*Prompt 1*:
Answer these questions about the ANTLR mailing-list post:
(a) How many calls does the benchmark make?
(b) Which option should the JVM be run both with and without?
(c) On which architecture is the overhead of a function call described as very low?

*Excerpt to read*:
☆ ☆ ☆ ☆ ☆
[antlr-interest] Antlr 3 and the newline token problem

Akhilesh Mritunjai mritun at gmail.com
Sat Nov 26 14:45:30 PST 2005


The difference is *few 100 microseconds* for even 10000 virtual function  
calls. See for yourself in this benchmark (makes 1 billion calls). Run the  
jvm both with and without "-server" option.

Attachments: Calls.java and Calls2.java


On Sat, 26 Nov 2005 22:22:36 +0530, Martin Probst <mail at martin-probst.com>  
wrote:

> Hi,
>
>> In any case you've omitted the per-character call for col/offset  
>> tracking.
>> We were discussing line/col/offset counting not just newlines.
>
> Well, the offset gets tracked anyway, as ANTLR is going through a String
> where it has to track the input position anyways. That value is IIRC
> also accessible (or could be made accessible very easily).
>
> What is left is line breaks. How would you imagine ANTLR Lexers do that
> more efficiently? E.g. always checking if the next character(s) is a \r
> \n, \n or \r? What about users that want \0 to be their line separator?
> Or users that don't want that at all?
>
>> If the lexer was built to do it properly, there would be no function  
>> calls
>> at all.
>
> The overhead of a function call on x86 is very low. Plus, your compiler
> might decide to inline, at least in managed languages, as said. For C++
> a no-virtual-method-needed way via templates has been discussed.
>
>> > I don't know what you're
>> > doing with the 4000 lines you have parsed in the same time,
>> > but are 4000 de-refs really significant compared to stepping
>> > through the parsing rules for 4000 lines of code and building the AST?
☆ ☆ ☆ ☆ ☆
*Given data*:
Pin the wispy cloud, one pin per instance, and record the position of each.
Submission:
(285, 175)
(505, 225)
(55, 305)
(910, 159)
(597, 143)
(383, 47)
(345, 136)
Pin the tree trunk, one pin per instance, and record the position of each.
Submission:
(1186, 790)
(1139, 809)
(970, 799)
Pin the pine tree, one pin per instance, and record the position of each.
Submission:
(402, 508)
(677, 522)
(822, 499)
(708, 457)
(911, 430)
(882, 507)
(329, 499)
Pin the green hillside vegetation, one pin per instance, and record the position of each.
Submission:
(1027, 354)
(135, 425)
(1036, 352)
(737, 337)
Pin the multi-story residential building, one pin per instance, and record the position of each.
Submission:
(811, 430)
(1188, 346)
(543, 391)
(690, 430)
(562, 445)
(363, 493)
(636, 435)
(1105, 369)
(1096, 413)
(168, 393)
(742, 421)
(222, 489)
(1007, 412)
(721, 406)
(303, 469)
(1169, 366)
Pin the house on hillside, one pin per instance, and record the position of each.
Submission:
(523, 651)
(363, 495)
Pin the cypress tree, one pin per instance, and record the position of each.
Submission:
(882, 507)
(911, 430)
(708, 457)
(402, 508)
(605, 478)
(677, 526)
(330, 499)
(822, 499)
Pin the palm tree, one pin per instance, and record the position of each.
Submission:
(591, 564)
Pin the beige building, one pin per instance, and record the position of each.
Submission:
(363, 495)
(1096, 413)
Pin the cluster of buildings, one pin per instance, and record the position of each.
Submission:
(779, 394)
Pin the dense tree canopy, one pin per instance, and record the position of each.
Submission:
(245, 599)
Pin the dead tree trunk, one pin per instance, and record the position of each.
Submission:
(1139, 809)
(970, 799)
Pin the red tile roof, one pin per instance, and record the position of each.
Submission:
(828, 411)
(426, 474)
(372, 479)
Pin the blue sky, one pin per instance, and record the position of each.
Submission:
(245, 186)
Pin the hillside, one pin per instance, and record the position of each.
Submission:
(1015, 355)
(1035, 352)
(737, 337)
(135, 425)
☆ ☆ ☆ ☆ ☆
*Prompt 2*: Rewrite the stretch of the listing from the line containing "Pin the dead" through the end of the listing, substituting "location" for "position" and leaving everything else unchanged.

*Written reply 1*:
(a) 1 billion calls
(b) "-server"
(c) x86

*Written reply 2*:
Pin the dead tree trunk, one pin per instance, and record the location of each.
Submission:
(1139, 809)
(970, 799)
Pin the red tile roof, one pin per instance, and record the location of each.
Submission:
(828, 411)
(426, 474)
(372, 479)
Pin the blue sky, one pin per instance, and record the location of each.
Submission:
(245, 186)
Pin the hillside, one pin per instance, and record the location of each.
Submission:
(1015, 355)
(1035, 352)
(737, 337)
(135, 425)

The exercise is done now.